**SUPPLIED TEXT:**
+-------+

Light in the Most Unlikely Places: My Thirty-Year Trip Around the World – Mindy Belz

In 1994, I became the first appointed international editor at World Magazine, an enterprising Christian news outlet with admirable ambitions to cover global events, but without a travel budget.

To blaze the trail, I asked several denominations to send me missionary letters. They arrived in large manila envelopes. There was little overseas email traffic to my AOL account until the late 1990s. But studying the photocopied letters, I began to learn ground-level life in hard-to-reach places. I found contacts I could reach at odd hours through static phone calls or exchanges sent by fax machine.

Church in Ancient Homelands

A year later, I received an invitation to an excursion through Turkey with other journalists billed as a tour of “the other Holy Land.” Turkey wanted to become a member of the European Union, it wanted acceptance in the West, and promoting church tourism apparently was a way to do it.

The organizers hoped we journalists would highlight religious sites lost to the Ottoman Turks’ conquest of Christian Constantinople in 1453. It was all eye-opening for me as our group toured from Istanbul to Bursa, then east across to Cappadocia and as far as the border with Syria.

+-------+

**ENTRIES PROVIDED:**
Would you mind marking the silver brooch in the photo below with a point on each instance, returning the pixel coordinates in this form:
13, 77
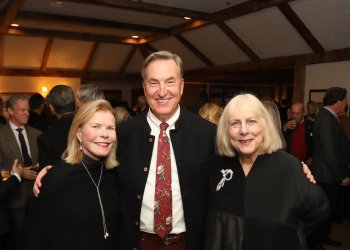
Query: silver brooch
226, 176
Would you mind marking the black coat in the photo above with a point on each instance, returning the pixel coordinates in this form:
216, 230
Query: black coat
67, 214
6, 187
331, 149
193, 145
53, 142
267, 210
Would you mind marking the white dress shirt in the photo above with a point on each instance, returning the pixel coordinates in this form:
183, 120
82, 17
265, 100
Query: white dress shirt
147, 209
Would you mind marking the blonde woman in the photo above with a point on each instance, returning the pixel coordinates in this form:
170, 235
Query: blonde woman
78, 207
259, 197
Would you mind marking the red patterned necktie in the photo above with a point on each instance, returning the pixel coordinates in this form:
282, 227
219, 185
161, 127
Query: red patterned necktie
163, 197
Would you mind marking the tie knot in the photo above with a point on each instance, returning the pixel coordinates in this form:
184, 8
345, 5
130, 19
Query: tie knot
163, 126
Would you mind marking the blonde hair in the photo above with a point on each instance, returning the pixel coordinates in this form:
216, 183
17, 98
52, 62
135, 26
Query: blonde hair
211, 112
73, 154
247, 103
162, 55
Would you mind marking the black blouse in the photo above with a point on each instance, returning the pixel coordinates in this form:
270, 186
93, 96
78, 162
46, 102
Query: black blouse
270, 208
67, 214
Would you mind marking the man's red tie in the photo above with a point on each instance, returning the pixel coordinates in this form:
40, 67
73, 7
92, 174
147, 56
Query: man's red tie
163, 196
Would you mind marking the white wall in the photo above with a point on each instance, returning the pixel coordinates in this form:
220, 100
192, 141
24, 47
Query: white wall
124, 86
325, 75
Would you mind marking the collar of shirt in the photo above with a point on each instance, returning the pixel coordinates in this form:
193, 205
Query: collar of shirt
14, 127
154, 122
330, 110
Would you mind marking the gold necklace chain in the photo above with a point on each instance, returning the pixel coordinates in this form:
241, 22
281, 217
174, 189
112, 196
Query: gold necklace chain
105, 232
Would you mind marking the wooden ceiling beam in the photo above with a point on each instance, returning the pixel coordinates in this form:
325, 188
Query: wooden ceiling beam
46, 54
299, 25
238, 41
287, 62
195, 51
280, 62
145, 7
220, 16
127, 59
70, 35
64, 20
11, 10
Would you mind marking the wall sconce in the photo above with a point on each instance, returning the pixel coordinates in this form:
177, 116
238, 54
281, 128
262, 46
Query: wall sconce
44, 91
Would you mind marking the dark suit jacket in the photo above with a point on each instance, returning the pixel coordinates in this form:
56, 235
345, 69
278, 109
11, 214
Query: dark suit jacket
53, 142
9, 151
193, 143
331, 149
308, 137
6, 187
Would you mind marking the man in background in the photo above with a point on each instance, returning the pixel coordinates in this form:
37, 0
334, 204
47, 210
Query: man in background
37, 107
331, 154
298, 134
18, 141
9, 183
53, 142
87, 93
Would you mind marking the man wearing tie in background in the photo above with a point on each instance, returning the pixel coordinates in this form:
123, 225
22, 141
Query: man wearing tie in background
18, 141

+-------+

**TASKS AND EXERCISES:**
1. In the travel memoir excerpt, list the places named along the route of the journalists' tour of Turkey.
2. Rewrite the paragraph of the travel memoir excerpt that begins "To blaze the trail" as a short bulleted list, keeping its main facts.
The rows were taken from a different source.

**SOLUTIONS TO THE PROBLEMS:**
1.
- Istanbul
- Bursa
- Cappadocia
- the border with Syria

2.
- Asked several denominations to send missionary letters, which arrived in large manila envelopes.
- Received little overseas email on the AOL account until the late 1990s.
- Learned about ground-level life in hard-to-reach places by studying the photocopied letters.
- Found contacts reachable at odd hours through static phone calls or fax.